Selected excerpt:
Milk Issues

When Moses led his people out of slavery in Egypt, he had his eyes set on the land of milk and honey.  Today, there are voices out there saying that milk isn't that great.  Milk has been hailed as the cornerstone of healthy nutrition but has also been damned as a toxin filled liquid unfit for human consumption.

What can anyone have against milk?  Well, the proteins in milk can be highly allergenic so it is a good idea to keep them away from children in the first year of life.  Cows' milk is also very low in iron so that iron deficiency anemia can develop in children who are fed milk during their first 14 or so months instead of mother's milk or formula.  Some intriguing research has also suggested that milk may trigger juvenile diabetes in children who are genetically predisposed to the condition.  And then, milk is high in fat, a full 50% of the calories in whole milk come from fat.  Skim milk, by contrast has no fat.  Furthermore the fat in milk is mostly "saturated," that is, the kind most implicated in heart disease.

On the other hand, milk is an excellent source of vitamins, particularly vitamin D.  It is also a great source of calcium.  Oh, sure you can also get calcium from kale or broccoli.  But how many people are going to eat a half a dozen cups of these vegetables on a daily basis?  So is milk good or bad?  There is no simple answer.  It depends on how much, for whom and what type.

Raw milk, that is milk which has not been pasteurized, can kill.  It may have a "health food" image to some who do not realize that it may be contaminated with salmonella, campylobacter or listeria bacteria.  There actually is no nutritional difference between raw milk and pasteurized milk.  Some people have nevertheless paid for perceived beneficial "natural" properties of raw milk with chronic diarrhea, or in some cases with their lives.

One of these unfortunate victims was Abraham Lincoln's mother, Nancy Hanks Lincoln who died of milk sickness in 1818, when Abraham was only nine years old.  This sickness, which actually wiped out many pioneers who of course were also searching for their version of the land of milk and honey, had nothing to do with bacteria.  It had everything to do with the cows' diet.  When the animals grazed on a plant called snakeroot, people who drank their milk got sick and often died.  A naturally occurring substance in the milk, called tremetone is converted by human body enzymes into a highly toxic substance.  When chemists linked milk sickness to snakeroot early in this century, farmers were counseled to rid their fields of the plant and thus milk sickness was eliminated.  So much for natural goodness.

Supplied entries:
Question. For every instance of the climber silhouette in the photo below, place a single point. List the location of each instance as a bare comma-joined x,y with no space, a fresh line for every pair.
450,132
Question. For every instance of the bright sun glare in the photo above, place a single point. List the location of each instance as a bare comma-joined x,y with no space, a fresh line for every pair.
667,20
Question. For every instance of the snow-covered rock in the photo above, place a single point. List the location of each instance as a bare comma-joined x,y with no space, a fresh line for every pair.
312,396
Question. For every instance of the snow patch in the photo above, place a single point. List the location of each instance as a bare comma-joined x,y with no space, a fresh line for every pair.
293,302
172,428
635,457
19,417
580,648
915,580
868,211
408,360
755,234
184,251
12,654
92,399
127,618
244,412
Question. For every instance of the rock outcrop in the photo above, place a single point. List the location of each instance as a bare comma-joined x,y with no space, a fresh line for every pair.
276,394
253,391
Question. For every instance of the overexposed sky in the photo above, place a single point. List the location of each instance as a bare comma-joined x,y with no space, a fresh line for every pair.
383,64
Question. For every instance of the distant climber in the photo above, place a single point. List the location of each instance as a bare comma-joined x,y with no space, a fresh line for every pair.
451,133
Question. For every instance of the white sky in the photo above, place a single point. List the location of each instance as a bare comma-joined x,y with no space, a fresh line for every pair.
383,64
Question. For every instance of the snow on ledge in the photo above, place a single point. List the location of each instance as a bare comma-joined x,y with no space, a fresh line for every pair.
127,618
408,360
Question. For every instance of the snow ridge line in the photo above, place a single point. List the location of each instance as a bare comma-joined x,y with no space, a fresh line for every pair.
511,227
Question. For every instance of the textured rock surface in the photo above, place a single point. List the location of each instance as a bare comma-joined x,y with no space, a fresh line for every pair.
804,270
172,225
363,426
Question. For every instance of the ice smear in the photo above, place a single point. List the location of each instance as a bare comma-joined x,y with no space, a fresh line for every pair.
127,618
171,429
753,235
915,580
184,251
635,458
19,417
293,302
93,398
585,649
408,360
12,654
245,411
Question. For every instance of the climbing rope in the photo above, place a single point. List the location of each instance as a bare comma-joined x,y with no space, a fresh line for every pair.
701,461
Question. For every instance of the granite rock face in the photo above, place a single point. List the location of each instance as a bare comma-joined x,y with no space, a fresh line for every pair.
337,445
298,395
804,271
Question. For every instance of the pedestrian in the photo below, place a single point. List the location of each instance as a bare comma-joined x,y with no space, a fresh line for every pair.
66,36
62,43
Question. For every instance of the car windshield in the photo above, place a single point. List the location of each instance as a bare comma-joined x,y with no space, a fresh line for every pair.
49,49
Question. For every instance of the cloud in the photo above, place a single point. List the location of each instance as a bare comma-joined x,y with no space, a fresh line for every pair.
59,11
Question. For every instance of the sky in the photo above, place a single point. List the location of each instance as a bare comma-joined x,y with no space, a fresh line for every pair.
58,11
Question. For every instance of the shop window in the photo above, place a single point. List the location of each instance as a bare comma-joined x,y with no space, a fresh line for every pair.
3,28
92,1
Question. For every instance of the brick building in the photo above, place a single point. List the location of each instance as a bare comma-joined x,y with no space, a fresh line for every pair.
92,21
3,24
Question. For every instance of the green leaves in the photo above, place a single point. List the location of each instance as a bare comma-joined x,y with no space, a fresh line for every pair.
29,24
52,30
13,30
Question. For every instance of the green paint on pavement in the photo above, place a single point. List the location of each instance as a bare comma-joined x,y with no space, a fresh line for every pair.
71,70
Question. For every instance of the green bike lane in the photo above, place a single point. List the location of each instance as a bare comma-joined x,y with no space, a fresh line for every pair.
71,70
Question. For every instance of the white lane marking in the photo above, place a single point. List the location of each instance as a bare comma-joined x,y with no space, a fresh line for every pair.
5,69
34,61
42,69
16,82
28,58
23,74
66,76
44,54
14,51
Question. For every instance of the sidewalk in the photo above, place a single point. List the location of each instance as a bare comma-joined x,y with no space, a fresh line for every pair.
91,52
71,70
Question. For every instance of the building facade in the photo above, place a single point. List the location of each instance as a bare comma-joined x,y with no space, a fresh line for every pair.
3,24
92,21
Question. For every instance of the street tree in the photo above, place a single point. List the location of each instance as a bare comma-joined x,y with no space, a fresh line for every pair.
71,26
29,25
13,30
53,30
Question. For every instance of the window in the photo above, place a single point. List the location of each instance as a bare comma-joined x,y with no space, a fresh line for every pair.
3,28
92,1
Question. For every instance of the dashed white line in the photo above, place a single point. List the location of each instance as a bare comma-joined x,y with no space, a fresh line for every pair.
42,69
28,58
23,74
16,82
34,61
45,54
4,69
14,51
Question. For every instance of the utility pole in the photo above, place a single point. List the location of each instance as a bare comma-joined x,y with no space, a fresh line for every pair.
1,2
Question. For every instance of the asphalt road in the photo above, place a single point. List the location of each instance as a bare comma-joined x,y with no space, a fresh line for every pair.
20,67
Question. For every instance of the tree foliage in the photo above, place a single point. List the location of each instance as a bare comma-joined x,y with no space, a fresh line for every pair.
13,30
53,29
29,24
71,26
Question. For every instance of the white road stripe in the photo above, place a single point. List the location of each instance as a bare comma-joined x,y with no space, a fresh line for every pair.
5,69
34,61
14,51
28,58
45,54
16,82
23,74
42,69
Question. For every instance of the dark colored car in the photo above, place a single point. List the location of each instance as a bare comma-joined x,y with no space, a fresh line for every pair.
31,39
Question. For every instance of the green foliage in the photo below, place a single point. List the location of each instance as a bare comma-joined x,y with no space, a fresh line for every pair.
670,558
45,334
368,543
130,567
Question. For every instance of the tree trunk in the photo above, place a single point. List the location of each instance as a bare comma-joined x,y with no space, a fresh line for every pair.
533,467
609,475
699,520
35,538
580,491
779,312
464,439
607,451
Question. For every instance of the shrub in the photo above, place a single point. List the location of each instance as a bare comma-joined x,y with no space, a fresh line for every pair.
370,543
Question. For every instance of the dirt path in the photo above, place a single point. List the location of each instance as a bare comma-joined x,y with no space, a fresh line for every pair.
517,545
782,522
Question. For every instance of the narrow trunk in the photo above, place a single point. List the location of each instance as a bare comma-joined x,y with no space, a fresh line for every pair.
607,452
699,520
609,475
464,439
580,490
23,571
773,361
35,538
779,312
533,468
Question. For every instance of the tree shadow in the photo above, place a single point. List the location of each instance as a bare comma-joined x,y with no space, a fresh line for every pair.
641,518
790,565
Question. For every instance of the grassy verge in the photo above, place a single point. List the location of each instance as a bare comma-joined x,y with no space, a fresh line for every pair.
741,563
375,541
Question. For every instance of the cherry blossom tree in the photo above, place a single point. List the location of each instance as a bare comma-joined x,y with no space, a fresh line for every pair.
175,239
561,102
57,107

Brief: Rewrite the milk article from "On the other" up to and including "and what type.", replacing "broccoli" with "cabbage".

Output below:
On the other hand, milk is an excellent source of vitamins, particularly vitamin D.  It is also a great source of calcium.  Oh, sure you can also get calcium from kale or cabbage.  But how many people are going to eat a half a dozen cups of these vegetables on a daily basis?  So is milk good or bad?  There is no simple answer.  It depends on how much, for whom and what type.